> **PAGE**
● ● ● ● ●

Lorsque celui qui devait être appelé Frédéric le Grand eut succédé à son père, notre représentant à Berlin, le marquis de Beauveau, fit tenir à son gouvernement un rapport détaillé, et dont tous les traits sont d’une justesse étonnante, sur le nouveau roi : le personnel diplomatique de l’ancien régime a toujours montré, comme en témoignent les documents, une instruction et une application supérieures. Le marquis de Beauveau avertissait donc qu’on n’eût pas à se méprendre sur le compte de Frédéric II : d’après ce que ce prince avait fait connaître de lui quand il n’était qu’héritier présomptif de la couronne et que ses escapades, ses difficultés avec son redoutable père étaient la fable de l’Europe. Beauveau présentait Frédéric tel qu’il devait se révéler : ambitieux, profond calculateur, habile à dissimuler, « voisin dangereux, allié suspect et incommode. » Faisant le compte des ressources en argent et en hommes que le roi-sergent avait laissées à son fils, le diplomate français concluait : « De là cette puissance nouvellement née en Europe, qui devient si redoutable entre les mains du fils qu’elle change, à mon sens, l’ancien système ou qu’elle peut du moins le changer. » C’était, indiqué en quelques mots, tout le grand débat sur la ligne de conduite de la France qui allait diviser notre pays au dix-huitième siècle.

● ● ● ● ●

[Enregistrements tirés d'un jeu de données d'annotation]

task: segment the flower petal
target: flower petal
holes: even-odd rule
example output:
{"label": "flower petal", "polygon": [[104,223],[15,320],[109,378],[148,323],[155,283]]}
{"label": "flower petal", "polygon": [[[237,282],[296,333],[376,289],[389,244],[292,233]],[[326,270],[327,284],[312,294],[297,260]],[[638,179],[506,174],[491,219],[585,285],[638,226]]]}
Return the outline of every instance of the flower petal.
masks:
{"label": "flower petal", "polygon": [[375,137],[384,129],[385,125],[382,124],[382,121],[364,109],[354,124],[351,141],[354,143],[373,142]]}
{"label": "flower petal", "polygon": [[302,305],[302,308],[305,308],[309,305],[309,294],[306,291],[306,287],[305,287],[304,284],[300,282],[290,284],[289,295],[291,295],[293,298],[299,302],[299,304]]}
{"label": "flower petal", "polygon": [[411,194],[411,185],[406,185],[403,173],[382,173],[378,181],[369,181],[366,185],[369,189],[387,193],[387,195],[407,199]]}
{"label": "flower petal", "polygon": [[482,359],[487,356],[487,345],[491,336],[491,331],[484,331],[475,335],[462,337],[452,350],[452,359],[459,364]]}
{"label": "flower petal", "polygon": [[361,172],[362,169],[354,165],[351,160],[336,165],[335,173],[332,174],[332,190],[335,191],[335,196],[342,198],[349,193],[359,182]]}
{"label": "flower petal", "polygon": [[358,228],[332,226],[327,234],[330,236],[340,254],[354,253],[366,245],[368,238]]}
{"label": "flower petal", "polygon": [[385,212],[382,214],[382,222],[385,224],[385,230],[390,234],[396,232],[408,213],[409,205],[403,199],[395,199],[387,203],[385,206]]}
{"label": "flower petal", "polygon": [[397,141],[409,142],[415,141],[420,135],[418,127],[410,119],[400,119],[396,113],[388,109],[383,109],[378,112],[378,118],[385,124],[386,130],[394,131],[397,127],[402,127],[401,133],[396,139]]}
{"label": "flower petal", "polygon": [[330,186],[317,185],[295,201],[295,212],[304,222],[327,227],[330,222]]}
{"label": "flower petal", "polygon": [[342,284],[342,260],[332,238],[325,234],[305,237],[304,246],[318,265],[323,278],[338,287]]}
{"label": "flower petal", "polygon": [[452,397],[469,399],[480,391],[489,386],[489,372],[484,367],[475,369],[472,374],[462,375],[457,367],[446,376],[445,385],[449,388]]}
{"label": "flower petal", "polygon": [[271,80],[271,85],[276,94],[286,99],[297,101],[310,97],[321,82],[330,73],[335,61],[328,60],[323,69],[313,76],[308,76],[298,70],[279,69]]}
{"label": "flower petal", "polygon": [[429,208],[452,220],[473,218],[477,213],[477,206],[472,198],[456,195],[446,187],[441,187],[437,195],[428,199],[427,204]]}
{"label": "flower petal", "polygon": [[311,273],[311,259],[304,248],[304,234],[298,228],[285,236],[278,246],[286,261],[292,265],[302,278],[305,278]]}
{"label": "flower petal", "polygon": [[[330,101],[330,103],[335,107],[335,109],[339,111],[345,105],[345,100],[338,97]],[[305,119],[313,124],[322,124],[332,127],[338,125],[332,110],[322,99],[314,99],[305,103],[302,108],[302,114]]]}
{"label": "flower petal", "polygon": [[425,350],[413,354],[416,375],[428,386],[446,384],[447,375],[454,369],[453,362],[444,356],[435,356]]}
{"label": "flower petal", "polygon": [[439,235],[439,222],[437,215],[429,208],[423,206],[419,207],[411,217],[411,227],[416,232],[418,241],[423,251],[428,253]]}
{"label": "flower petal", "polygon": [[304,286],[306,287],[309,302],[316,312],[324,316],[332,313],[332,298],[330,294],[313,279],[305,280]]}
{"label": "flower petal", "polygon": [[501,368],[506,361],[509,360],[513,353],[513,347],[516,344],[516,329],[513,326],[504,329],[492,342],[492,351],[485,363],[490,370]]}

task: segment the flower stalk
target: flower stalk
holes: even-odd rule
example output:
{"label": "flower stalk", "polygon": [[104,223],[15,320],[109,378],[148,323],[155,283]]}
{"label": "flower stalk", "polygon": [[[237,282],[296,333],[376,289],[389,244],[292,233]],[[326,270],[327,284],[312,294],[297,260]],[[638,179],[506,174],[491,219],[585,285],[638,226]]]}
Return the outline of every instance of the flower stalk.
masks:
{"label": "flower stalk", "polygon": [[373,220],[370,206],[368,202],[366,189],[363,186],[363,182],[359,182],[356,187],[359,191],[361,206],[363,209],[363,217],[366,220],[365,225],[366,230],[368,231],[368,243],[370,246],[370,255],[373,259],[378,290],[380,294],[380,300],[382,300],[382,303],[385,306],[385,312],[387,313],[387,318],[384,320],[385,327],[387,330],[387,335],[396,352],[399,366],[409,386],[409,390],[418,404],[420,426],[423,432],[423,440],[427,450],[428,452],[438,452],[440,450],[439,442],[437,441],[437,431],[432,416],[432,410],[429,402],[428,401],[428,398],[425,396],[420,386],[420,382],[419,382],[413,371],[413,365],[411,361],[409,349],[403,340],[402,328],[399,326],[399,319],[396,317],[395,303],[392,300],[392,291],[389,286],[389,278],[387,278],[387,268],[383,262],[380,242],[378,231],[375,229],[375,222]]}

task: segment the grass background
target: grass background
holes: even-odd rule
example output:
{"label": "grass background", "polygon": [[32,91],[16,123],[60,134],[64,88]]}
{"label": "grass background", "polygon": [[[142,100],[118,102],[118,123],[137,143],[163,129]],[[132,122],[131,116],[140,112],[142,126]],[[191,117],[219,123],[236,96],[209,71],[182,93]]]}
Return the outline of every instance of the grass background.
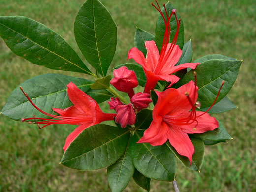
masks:
{"label": "grass background", "polygon": [[[76,14],[83,0],[0,0],[0,15],[23,15],[59,33],[79,53],[73,32]],[[101,0],[118,30],[113,64],[126,62],[133,46],[135,27],[154,34],[158,12],[147,0]],[[160,4],[166,2],[159,0]],[[234,140],[206,146],[201,173],[180,163],[176,180],[181,191],[256,191],[256,1],[173,0],[185,29],[185,41],[192,40],[193,59],[221,54],[243,59],[241,72],[228,94],[238,109],[215,115]],[[25,80],[53,71],[15,55],[0,39],[0,109],[12,91]],[[110,69],[109,72],[112,70]],[[0,115],[0,191],[110,192],[106,170],[82,172],[59,164],[68,126],[37,126]],[[173,191],[166,182],[152,181],[151,191]],[[143,192],[132,179],[125,192]]]}

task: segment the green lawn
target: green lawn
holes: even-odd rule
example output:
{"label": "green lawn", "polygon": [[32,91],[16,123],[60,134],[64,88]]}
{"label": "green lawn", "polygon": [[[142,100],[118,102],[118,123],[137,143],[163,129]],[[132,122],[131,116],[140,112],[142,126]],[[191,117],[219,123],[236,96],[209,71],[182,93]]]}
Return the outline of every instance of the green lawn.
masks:
{"label": "green lawn", "polygon": [[[82,58],[73,32],[81,0],[1,0],[0,15],[23,15],[60,34]],[[147,0],[102,0],[117,26],[118,41],[113,66],[124,63],[133,46],[136,26],[154,34],[158,12]],[[159,0],[160,4],[164,2]],[[215,115],[234,138],[228,143],[206,146],[200,173],[178,164],[176,180],[183,192],[256,191],[256,1],[175,0],[185,41],[192,39],[193,59],[221,54],[243,59],[241,71],[228,96],[239,108]],[[12,90],[42,74],[79,73],[54,71],[14,55],[0,39],[0,109]],[[113,67],[110,67],[110,71]],[[74,128],[35,126],[0,115],[0,191],[110,192],[106,170],[82,172],[59,164],[65,139]],[[151,182],[151,191],[174,191],[171,184]],[[126,192],[143,192],[132,180]]]}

● ● ● ● ●

> **CONSIGNE**
Pour chaque affirmation, indiquez par oui ou par non si elle s'accorde avec la page, puis citez mot pour mot le passage qui tranche : (a) Le marquis de Beauveau était un diplomate français. (b) Beauveau voyait en Frédéric II un allié sûr. (c) Le rapport de Beauveau sur le nouveau roi était court et approximatif.

> **CORRIGÉ**
(a) Oui : « le diplomate français ».
(b) Non : « voisin dangereux, allié suspect et incommode ».
(c) Non : « un rapport détaillé, et dont tous les traits sont d’une justesse étonnante ».